**TO DO:** Where does the string "then" occur in the records? Copy each line that holds it.

**INPUT DATA:**
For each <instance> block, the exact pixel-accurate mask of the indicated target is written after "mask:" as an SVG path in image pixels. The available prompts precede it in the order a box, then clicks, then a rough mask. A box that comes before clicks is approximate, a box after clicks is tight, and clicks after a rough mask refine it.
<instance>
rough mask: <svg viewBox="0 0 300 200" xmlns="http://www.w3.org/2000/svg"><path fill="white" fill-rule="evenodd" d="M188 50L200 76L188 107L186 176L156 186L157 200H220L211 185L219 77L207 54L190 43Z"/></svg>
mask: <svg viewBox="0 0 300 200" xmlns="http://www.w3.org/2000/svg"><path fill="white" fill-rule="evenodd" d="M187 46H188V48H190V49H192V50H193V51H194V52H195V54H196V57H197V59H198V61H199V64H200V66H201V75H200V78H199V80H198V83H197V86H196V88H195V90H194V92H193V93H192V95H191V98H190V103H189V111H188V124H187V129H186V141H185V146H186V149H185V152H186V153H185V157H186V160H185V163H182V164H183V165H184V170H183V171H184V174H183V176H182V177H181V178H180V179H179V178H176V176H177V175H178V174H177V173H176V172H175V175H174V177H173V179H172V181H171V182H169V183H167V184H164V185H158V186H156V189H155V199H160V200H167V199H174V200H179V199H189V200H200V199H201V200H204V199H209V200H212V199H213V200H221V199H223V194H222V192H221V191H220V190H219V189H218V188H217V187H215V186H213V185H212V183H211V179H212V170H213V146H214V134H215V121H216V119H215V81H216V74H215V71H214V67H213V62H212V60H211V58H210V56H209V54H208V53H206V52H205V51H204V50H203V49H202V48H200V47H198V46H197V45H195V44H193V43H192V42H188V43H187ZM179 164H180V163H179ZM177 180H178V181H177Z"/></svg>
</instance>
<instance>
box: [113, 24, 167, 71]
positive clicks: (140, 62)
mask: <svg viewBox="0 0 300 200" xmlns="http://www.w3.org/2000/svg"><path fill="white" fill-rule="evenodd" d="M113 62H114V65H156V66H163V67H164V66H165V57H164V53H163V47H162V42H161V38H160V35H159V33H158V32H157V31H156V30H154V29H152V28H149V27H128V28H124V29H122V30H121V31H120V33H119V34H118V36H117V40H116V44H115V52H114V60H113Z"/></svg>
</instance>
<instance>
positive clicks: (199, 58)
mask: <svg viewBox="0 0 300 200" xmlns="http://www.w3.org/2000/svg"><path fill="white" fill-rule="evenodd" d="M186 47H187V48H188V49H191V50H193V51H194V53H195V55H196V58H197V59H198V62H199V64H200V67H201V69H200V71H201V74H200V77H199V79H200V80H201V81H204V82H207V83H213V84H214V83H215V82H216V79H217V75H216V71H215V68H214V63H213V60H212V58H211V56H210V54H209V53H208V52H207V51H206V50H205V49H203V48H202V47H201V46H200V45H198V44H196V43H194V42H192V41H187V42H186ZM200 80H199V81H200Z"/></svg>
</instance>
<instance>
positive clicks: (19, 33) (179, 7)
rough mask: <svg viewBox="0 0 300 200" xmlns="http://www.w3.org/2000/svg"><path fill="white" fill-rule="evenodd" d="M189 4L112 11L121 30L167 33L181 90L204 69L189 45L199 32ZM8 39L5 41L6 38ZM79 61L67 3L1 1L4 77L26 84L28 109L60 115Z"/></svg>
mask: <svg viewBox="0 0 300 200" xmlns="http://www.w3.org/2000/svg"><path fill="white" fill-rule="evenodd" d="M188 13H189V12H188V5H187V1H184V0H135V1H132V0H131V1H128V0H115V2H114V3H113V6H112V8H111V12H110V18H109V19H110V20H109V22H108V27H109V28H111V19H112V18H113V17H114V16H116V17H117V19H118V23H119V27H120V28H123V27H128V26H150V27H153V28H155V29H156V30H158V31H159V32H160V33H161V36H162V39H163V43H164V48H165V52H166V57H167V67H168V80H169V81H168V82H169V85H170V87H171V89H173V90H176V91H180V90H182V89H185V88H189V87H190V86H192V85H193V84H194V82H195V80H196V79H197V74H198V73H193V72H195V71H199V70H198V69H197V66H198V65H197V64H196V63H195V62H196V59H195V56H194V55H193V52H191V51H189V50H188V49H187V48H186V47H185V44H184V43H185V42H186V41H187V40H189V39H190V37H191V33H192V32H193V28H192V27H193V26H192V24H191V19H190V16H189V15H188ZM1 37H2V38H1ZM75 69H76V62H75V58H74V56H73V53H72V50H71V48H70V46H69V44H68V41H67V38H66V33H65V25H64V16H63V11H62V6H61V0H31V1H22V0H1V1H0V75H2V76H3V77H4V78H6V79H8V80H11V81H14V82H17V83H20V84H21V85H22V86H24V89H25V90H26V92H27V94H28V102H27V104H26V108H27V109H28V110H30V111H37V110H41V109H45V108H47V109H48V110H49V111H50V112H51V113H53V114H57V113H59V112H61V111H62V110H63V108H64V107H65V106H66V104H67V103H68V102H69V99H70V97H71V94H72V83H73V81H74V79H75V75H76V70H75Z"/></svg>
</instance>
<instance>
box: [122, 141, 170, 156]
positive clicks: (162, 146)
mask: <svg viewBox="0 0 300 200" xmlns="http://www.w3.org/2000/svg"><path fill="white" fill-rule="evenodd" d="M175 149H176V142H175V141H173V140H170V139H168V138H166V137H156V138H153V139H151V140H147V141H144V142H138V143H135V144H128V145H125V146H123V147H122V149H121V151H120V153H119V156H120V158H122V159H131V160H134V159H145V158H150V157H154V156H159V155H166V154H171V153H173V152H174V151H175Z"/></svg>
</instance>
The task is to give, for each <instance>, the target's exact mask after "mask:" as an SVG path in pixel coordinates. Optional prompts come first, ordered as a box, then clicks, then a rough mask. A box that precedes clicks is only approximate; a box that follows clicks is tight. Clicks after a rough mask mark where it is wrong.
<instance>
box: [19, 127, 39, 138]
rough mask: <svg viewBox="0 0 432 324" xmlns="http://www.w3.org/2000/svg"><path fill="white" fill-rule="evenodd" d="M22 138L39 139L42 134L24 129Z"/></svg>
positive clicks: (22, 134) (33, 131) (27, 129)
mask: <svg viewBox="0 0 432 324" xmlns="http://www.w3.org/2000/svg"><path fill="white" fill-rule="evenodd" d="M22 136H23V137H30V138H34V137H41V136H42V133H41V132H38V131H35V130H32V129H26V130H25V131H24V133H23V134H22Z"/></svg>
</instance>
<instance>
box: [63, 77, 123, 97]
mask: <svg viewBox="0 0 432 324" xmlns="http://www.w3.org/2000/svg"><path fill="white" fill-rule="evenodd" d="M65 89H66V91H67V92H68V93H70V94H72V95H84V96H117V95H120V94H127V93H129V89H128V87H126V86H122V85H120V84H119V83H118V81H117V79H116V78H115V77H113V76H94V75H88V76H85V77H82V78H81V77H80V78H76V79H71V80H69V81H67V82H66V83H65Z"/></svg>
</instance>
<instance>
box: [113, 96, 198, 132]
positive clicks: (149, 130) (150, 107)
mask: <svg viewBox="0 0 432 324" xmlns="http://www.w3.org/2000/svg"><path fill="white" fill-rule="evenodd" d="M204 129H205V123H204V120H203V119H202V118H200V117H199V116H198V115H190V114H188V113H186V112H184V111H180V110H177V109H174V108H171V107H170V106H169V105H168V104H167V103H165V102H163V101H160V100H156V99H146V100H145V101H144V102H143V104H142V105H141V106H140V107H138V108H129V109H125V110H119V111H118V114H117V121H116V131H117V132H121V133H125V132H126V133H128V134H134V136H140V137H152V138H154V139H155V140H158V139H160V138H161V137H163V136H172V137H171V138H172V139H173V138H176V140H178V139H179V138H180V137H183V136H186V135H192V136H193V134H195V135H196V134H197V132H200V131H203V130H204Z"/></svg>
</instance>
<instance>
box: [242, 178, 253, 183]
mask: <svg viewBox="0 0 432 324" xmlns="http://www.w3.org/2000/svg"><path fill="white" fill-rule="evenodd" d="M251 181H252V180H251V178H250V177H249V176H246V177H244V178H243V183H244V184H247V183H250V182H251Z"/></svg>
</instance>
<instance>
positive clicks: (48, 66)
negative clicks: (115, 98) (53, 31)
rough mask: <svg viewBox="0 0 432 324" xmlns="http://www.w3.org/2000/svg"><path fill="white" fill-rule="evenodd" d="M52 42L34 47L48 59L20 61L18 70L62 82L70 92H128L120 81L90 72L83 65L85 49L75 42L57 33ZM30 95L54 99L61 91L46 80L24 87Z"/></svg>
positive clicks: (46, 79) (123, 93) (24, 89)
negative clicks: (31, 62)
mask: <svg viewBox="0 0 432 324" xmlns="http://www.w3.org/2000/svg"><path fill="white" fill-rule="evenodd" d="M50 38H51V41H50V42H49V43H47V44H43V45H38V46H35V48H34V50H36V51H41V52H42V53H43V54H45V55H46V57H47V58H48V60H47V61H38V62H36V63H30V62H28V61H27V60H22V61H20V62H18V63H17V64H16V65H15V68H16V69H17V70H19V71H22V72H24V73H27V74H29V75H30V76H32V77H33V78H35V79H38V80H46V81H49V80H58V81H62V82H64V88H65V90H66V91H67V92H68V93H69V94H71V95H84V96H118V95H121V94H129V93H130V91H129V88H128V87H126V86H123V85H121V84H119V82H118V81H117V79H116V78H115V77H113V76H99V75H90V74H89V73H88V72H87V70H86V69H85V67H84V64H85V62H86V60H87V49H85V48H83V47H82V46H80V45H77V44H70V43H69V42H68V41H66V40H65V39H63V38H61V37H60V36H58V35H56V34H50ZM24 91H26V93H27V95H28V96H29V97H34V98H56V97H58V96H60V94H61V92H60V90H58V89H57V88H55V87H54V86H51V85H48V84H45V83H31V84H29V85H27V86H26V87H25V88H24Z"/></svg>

**EXERCISE ANSWER:**
For each <instance> block, the exact pixel-accurate mask of the indicated target is written after "mask:" as an SVG path in image pixels. The available prompts precede it in the order a box, then clicks, then a rough mask. A box that comes before clicks is approximate, a box after clicks is tight, and clicks after a rough mask refine it.
The task is to give, for each <instance>, the target's exact mask after "mask:" as an SVG path in pixel coordinates. Optional prompts come first, ordered as a box, then clicks, then a rough mask. A box that precedes clicks is only approximate; a box that follows clicks is tight. Clicks after a rough mask mark where it is wrong.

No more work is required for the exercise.